(WHAT YOU ARE ASKED TO DO): Gather every line of the records that contains the word "window" and copy each one out.

Saved entries
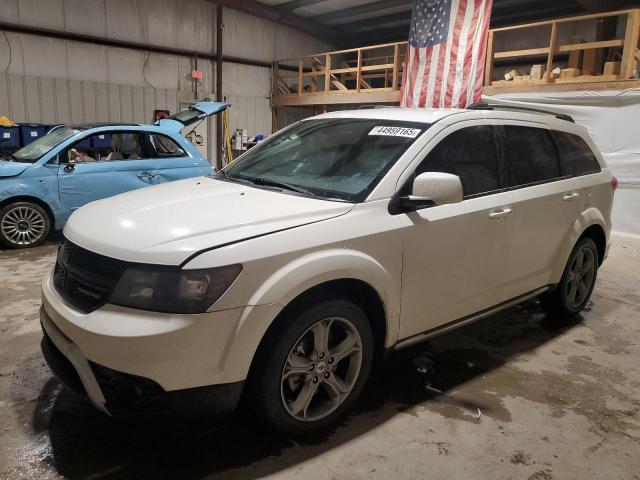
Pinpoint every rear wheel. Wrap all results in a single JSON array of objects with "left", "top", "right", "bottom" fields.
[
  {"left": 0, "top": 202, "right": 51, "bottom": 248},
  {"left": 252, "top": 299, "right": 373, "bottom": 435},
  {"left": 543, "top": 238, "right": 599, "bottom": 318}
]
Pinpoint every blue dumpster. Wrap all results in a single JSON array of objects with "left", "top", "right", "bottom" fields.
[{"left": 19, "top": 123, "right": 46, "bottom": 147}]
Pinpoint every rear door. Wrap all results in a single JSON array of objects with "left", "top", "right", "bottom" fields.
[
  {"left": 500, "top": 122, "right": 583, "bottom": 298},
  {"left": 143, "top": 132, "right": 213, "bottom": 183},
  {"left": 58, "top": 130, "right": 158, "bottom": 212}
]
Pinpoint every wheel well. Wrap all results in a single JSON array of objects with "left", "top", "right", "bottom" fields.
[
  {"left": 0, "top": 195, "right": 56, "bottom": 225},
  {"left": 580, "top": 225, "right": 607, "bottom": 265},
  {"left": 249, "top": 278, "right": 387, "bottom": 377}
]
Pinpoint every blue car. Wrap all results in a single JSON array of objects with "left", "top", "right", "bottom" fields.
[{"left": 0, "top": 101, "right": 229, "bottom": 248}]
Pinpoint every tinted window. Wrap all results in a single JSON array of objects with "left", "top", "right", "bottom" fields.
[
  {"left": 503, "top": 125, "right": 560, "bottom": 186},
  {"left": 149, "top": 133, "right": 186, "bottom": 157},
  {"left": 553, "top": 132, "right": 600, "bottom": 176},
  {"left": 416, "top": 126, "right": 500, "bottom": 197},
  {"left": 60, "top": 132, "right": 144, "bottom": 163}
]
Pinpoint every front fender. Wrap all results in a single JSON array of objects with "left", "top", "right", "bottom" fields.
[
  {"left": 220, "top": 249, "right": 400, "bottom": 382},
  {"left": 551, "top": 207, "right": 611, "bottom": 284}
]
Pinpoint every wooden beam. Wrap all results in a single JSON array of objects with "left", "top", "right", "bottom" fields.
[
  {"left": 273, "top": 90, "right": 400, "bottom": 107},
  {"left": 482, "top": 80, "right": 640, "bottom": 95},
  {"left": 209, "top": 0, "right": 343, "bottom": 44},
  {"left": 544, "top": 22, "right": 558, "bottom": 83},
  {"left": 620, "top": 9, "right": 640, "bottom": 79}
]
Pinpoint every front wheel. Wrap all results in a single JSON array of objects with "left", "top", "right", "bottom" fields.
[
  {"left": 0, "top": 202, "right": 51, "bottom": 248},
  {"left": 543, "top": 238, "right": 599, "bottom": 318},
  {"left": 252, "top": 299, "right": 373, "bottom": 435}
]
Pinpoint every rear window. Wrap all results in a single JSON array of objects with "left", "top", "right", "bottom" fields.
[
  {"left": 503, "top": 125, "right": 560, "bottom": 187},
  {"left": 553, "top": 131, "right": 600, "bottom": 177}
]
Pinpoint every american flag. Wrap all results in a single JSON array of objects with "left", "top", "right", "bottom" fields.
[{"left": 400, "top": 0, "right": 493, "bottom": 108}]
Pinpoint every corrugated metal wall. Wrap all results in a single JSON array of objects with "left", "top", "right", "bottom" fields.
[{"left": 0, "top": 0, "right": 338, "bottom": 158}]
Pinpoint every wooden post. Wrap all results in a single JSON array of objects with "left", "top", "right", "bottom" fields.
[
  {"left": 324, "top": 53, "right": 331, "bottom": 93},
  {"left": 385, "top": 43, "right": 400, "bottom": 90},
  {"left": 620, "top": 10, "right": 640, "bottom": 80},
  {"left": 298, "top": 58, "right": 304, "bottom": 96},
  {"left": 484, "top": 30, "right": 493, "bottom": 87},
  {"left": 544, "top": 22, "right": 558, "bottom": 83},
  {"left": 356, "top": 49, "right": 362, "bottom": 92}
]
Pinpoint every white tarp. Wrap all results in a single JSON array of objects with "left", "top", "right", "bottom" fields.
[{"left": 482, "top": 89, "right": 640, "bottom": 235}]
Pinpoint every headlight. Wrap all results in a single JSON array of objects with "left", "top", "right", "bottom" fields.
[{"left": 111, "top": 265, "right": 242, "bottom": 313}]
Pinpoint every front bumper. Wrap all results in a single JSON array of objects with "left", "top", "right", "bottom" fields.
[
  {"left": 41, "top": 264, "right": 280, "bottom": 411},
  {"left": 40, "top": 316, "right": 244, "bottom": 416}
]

(RESPONSE):
Pinpoint every tinted window. Wrap all results in a single JSON array of objects with "left", "top", "right", "bottom" fields.
Pinpoint every rear window. Wrap all results in a single JSON array of objects with "left", "top", "right", "bottom" fields.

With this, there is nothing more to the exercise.